What the exercise asks: Whatever the records below hold, copy it all out exactly.

- Opening Delimiter -

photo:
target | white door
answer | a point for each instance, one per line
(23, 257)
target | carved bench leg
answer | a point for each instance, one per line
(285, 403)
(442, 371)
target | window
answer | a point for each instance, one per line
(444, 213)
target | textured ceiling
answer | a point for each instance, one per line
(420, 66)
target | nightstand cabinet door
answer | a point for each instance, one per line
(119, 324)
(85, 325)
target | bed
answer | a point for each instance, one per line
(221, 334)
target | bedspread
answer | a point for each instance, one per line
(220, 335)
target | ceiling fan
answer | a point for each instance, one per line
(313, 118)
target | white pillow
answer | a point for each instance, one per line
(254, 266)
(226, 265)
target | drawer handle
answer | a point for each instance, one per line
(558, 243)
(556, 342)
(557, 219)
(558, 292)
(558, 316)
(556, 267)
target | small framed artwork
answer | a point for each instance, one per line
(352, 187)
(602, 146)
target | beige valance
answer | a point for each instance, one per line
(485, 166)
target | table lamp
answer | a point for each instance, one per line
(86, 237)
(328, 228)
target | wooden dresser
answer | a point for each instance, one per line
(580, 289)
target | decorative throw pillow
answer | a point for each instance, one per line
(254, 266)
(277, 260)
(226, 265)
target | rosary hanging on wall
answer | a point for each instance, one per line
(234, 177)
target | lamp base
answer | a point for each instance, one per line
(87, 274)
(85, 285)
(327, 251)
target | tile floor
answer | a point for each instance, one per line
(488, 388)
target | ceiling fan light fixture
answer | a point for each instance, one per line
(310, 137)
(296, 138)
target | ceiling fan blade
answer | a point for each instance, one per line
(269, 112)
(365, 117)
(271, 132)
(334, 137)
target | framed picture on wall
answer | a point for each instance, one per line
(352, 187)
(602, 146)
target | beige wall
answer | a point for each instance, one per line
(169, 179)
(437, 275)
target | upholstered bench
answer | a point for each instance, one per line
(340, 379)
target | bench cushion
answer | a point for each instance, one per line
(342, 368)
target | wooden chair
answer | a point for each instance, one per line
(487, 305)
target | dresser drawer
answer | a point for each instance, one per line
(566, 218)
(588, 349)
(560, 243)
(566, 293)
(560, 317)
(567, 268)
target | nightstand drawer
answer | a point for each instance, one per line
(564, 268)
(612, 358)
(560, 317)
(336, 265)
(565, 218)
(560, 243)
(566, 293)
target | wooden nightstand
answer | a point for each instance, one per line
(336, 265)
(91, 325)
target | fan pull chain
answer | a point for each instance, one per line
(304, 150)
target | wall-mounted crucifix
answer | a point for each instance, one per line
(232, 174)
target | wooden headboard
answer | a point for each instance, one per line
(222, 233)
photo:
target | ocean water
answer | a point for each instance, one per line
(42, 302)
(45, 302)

- Closing Delimiter -

Answer below:
photo:
target | white door
answer | a point for each instance, one per line
(23, 257)
target | carved bench leg
answer | a point for each instance, one per line
(285, 403)
(442, 371)
target | window
answer | a point for each instance, one per line
(444, 213)
target | textured ceiling
answer | a point for each instance, one per line
(420, 66)
target | nightstand cabinet door
answer | a point for each instance, one per line
(119, 324)
(85, 325)
target | bed
answer | a point for each instance, one per line
(221, 334)
target | bedspread
answer | a point for each instance, one per line
(220, 335)
target | ceiling fan
answer | a point for each instance, one per line
(313, 118)
target | white pillow
answer | a point for each instance, one per line
(254, 266)
(226, 265)
target | drawer handle
answer | a point for each instance, one per line
(558, 243)
(556, 342)
(557, 219)
(558, 292)
(558, 316)
(556, 267)
target | small framed artwork
answer | a point for each instance, one per line
(352, 187)
(602, 146)
target | beige valance
answer | a point for each instance, one per line
(485, 166)
target | table lamp
answer | a point for each instance, one per line
(86, 237)
(328, 228)
target | wooden dresser
answer | a point for each instance, one per line
(580, 289)
target | decorative throw pillow
answer | a point for each instance, one per line
(254, 266)
(277, 260)
(226, 265)
target | rosary hanging on wall
answer | a point for each instance, one per line
(234, 177)
target | lamp base
answer | a point for each instance, one per line
(87, 274)
(85, 285)
(327, 251)
target | tile floor
answer | a point for each instance, one per line
(488, 388)
target | ceiling fan light fixture
answer | a point for each instance, one per line
(310, 137)
(296, 138)
target | ceiling fan blade
answer | a point for each instance, one per line
(269, 112)
(365, 117)
(271, 132)
(334, 137)
target | framed picture on wall
answer | a point for each instance, one per line
(352, 187)
(602, 146)
target | beige wall
answer | a point for each instance, one per line
(169, 179)
(437, 275)
target | upholstered bench
answer | a point for each instance, one per line
(340, 379)
target | bench cushion
answer | a point for each instance, one per line
(342, 368)
target | wooden chair
answer | a point for each instance, one per line
(487, 305)
target | dresser drawer
answer | a point for each instance, one per line
(566, 218)
(588, 349)
(560, 243)
(566, 293)
(560, 317)
(567, 268)
target | nightstand drawer
answer | a point for each instance, one per line
(564, 268)
(612, 358)
(560, 317)
(336, 265)
(565, 218)
(560, 243)
(566, 293)
target | wooden nightstand
answer | a point for each instance, one per line
(336, 265)
(91, 325)
target | fan pull chain
answer | a point for each instance, one per line
(304, 150)
target | wall-mounted crucifix
answer | a point for each instance, one per line
(232, 174)
target | wooden headboard
answer | a point for each instance, one per line
(222, 233)
photo:
target | ocean water
answer | a point for each instance, one per line
(42, 302)
(45, 302)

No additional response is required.